STATED PROBLEM: List every line in the records below that contains the word "wall".

:: INFORMATION SUPPLIED ::

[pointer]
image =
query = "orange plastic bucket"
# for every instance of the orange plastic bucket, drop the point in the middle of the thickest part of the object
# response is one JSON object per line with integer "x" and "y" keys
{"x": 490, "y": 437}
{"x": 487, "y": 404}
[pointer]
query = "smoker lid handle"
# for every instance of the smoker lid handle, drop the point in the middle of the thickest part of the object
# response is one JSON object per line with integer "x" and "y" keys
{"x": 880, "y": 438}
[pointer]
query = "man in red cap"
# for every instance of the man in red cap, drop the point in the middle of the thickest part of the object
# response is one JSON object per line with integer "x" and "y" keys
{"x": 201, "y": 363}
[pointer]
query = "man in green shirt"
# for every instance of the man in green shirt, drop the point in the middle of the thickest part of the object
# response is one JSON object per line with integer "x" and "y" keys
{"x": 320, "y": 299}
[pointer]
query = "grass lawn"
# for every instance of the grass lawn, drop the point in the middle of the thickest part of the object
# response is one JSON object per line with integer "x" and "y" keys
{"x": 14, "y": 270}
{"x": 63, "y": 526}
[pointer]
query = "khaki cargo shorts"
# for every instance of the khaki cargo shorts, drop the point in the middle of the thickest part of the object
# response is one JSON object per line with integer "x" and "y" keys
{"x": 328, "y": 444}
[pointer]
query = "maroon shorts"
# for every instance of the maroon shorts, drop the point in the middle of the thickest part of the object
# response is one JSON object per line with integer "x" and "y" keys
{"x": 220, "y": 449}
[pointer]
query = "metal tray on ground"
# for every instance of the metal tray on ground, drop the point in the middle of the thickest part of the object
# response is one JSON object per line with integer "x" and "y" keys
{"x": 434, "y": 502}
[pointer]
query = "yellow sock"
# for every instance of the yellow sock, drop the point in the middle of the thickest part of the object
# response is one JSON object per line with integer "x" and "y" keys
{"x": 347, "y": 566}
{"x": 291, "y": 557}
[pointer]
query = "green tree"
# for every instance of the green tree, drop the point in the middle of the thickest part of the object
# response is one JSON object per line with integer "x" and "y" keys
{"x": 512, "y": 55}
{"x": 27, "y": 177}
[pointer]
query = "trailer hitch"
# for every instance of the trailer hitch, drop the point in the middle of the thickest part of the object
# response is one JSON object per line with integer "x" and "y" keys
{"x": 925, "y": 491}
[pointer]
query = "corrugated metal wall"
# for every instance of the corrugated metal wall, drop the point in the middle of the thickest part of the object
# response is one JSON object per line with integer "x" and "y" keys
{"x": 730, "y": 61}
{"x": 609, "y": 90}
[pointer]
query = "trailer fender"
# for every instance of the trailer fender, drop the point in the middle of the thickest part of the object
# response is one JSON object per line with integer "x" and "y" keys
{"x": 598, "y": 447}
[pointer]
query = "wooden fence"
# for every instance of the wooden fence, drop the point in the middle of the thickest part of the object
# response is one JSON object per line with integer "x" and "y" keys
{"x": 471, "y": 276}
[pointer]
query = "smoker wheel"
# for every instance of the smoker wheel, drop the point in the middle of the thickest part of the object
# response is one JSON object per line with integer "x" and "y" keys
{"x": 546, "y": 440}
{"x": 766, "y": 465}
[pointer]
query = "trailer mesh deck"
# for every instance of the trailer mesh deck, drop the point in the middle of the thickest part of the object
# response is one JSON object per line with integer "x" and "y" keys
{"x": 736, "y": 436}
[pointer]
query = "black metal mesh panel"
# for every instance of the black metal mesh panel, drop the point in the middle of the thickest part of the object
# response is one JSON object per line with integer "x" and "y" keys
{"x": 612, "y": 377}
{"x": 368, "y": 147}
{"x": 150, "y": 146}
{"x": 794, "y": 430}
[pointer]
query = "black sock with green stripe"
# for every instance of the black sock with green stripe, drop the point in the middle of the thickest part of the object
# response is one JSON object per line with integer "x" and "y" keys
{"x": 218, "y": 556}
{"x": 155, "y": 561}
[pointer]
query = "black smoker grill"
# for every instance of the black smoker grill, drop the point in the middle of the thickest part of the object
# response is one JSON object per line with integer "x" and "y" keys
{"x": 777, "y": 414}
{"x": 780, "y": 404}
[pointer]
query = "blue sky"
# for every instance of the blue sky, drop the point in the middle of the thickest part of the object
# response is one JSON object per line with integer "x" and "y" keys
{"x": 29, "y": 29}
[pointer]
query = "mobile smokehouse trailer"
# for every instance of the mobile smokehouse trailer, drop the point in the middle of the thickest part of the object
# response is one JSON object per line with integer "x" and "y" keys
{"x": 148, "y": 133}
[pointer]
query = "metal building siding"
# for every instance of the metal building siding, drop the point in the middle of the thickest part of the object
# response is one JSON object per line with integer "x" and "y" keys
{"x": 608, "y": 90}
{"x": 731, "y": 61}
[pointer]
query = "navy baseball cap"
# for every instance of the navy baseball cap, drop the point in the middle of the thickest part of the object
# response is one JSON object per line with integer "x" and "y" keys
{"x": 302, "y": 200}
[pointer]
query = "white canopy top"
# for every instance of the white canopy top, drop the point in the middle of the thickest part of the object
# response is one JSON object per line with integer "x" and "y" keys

:::

IN RESPONSE:
query = "corrugated metal wall"
# for every instance of the corrugated metal wall, drop the point in the middle of the thickest part of the object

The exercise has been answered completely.